> _WHAT YOU ARE ASKED TO DO_: Find the line below with "For every instance of the white wall" and the line with "[[281, 288], [606, 130], [562, 89], [536, 212]]". Output them and the lines between, exactly, but not the pictures.

===== TASK DATA

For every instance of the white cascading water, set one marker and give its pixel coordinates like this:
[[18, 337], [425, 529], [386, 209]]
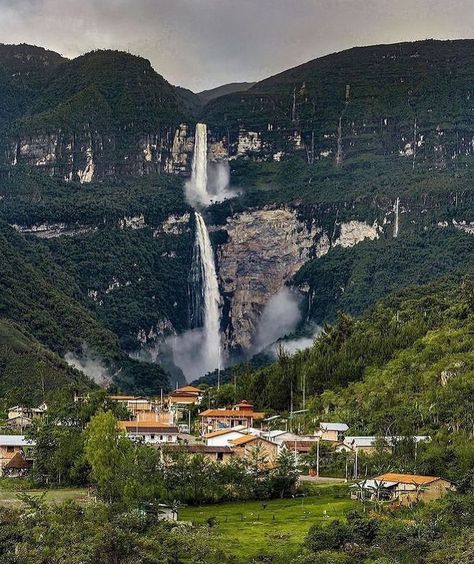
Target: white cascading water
[[197, 187], [396, 209], [206, 301]]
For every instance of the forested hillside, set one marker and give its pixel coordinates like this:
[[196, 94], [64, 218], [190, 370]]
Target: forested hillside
[[407, 365], [44, 304]]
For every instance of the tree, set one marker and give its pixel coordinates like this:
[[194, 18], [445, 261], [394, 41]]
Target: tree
[[109, 453], [285, 476]]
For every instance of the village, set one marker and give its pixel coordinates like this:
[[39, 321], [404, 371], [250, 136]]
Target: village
[[180, 422]]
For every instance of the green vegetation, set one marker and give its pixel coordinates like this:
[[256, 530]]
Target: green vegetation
[[41, 299], [380, 94], [274, 529], [88, 533], [422, 534], [404, 368], [9, 494], [30, 373], [354, 279]]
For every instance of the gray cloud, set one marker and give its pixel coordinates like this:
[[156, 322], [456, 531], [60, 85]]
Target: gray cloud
[[203, 43]]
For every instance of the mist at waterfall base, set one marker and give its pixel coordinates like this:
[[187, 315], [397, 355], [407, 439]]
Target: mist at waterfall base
[[218, 190], [210, 179], [91, 365], [280, 318]]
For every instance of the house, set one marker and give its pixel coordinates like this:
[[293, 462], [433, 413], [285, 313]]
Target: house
[[211, 453], [333, 432], [281, 437], [273, 435], [151, 431], [18, 466], [10, 445], [370, 444], [367, 445], [20, 417], [404, 489], [241, 414], [135, 404], [223, 437], [184, 397], [244, 447], [298, 447], [18, 423]]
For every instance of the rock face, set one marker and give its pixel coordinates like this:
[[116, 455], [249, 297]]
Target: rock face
[[354, 232], [264, 249], [88, 155]]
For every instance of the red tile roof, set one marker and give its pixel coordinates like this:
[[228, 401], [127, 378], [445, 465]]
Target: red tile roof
[[18, 462], [407, 478], [235, 413]]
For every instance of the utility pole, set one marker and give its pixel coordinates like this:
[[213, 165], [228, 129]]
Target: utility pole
[[317, 458], [304, 390]]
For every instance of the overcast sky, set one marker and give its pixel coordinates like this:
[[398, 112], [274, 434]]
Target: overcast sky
[[200, 44]]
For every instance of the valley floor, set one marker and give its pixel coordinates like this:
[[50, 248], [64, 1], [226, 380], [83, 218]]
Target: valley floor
[[8, 496], [248, 529]]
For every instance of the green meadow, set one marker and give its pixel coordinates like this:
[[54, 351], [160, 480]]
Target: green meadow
[[275, 527]]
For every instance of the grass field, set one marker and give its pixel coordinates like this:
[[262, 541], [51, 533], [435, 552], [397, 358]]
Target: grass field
[[247, 529], [8, 496]]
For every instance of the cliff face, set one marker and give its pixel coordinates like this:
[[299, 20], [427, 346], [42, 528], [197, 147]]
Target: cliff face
[[409, 100], [90, 155], [264, 249]]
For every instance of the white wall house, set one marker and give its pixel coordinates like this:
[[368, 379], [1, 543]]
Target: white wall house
[[149, 432], [224, 437]]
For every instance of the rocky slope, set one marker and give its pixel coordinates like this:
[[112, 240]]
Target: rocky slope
[[346, 161], [409, 100]]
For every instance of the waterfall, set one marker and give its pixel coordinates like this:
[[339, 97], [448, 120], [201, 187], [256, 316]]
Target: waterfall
[[206, 297], [396, 211], [197, 187]]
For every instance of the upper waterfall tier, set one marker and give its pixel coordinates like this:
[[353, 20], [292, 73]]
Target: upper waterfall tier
[[197, 186], [208, 288]]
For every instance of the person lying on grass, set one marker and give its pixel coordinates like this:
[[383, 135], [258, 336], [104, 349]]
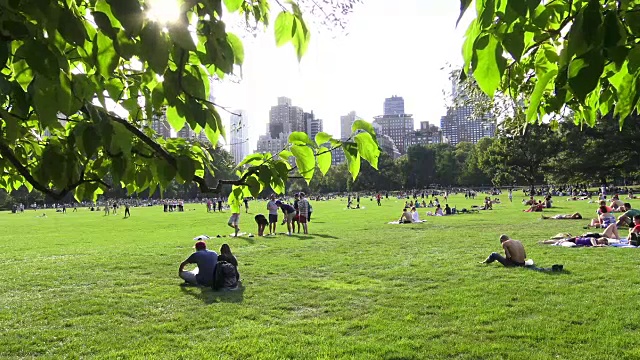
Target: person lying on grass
[[206, 261], [575, 216], [513, 251], [580, 241], [406, 217], [634, 233], [605, 218], [626, 219]]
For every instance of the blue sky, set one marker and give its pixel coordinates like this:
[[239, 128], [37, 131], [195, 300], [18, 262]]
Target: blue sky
[[394, 47]]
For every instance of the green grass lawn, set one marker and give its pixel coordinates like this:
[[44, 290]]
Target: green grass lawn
[[86, 285]]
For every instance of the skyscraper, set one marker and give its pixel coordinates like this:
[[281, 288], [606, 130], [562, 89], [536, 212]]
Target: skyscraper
[[186, 132], [313, 125], [239, 136], [161, 126], [397, 127], [283, 120], [345, 125], [394, 105], [460, 125]]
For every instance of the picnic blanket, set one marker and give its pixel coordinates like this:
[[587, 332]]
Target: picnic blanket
[[399, 223]]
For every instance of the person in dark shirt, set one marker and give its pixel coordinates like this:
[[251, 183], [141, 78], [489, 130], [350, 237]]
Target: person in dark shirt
[[262, 222], [206, 261], [289, 213], [226, 255], [447, 210]]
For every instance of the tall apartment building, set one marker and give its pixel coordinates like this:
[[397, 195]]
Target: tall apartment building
[[394, 105], [460, 125], [161, 126], [186, 132], [427, 134], [313, 126], [397, 127], [239, 136], [284, 119], [345, 125]]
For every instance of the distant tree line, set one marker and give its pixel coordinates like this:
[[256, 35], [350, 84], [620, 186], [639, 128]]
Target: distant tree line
[[557, 153]]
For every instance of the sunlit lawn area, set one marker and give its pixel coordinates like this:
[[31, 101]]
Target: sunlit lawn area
[[86, 285]]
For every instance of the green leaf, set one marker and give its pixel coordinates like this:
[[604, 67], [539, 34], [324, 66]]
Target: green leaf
[[252, 159], [23, 73], [129, 13], [363, 125], [90, 141], [300, 138], [301, 39], [157, 96], [464, 5], [489, 64], [186, 168], [105, 55], [211, 134], [368, 149], [322, 138], [353, 158], [634, 59], [536, 95], [104, 24], [615, 34], [71, 28], [121, 140], [305, 161], [180, 34], [519, 7], [254, 185], [45, 103], [175, 120], [282, 28], [324, 160], [4, 53], [155, 47], [285, 154], [467, 48], [585, 75], [238, 48], [166, 173], [233, 5], [625, 85], [514, 42], [40, 58]]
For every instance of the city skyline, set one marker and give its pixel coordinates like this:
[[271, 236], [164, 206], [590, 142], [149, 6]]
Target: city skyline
[[355, 71]]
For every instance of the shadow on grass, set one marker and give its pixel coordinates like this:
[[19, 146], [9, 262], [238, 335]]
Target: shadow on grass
[[209, 296], [313, 236]]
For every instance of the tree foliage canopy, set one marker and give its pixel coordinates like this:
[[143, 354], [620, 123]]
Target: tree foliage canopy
[[108, 70], [557, 56]]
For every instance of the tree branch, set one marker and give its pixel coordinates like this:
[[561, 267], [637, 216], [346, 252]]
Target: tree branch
[[6, 153]]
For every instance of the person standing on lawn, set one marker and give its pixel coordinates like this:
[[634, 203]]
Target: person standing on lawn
[[303, 212], [289, 213], [513, 250], [273, 214]]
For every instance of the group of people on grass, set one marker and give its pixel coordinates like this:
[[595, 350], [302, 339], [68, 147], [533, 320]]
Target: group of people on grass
[[297, 214], [218, 271]]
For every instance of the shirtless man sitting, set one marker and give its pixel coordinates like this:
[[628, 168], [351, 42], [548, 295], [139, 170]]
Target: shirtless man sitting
[[513, 250]]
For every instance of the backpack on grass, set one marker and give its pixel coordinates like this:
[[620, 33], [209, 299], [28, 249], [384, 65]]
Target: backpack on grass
[[224, 276]]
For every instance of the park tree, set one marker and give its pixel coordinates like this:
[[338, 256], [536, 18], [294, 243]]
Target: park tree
[[81, 82], [556, 57], [521, 157]]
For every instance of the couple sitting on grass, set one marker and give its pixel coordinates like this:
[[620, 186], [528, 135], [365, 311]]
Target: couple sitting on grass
[[217, 271]]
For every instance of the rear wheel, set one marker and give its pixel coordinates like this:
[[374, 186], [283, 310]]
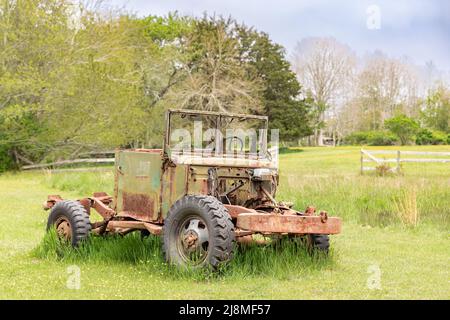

==========

> _EXERCISE RESPONSE_:
For every instance of the white wall house, set one marker and give its pixel coordinates like this:
[[368, 379], [1, 543]]
Target: white wall house
[[149, 432], [224, 437]]
For every instance of the rocky slope, set one marker and give its pixel coordinates like this:
[[112, 240]]
Target: rocky slope
[[346, 161], [409, 100]]
For every instance of the waterfall, set one marker and give its pixel coordinates like this:
[[339, 97], [448, 120], [201, 187], [256, 316]]
Target: waterfall
[[206, 297], [396, 211], [197, 187]]
For every instance of the upper waterfall tier, set one marker and give its pixel coordinates like this:
[[353, 20], [292, 73]]
Target: upper waterfall tier
[[197, 186], [208, 288]]
For every instance of the person lying on grass, set one marker and give its pixel coordinates like this:
[[383, 135], [258, 336], [104, 349]]
Target: person lying on grass
[[206, 261], [575, 216], [513, 251], [580, 241], [406, 217], [634, 233], [605, 218], [626, 219]]
For every instance of the blue sky, set one marker and give its pixel coordinates like this:
[[239, 128], [37, 131], [195, 300], [18, 262]]
Target: blue sky
[[394, 47]]
For every instance of the green grass lawn, set one marker and give its pixel coordinates like this:
[[44, 290]]
Target: green grass lawn
[[86, 285]]
For every instance of the skyscraper, set one marker and give its pixel coordinates like this:
[[281, 288], [606, 130], [562, 89], [536, 212]]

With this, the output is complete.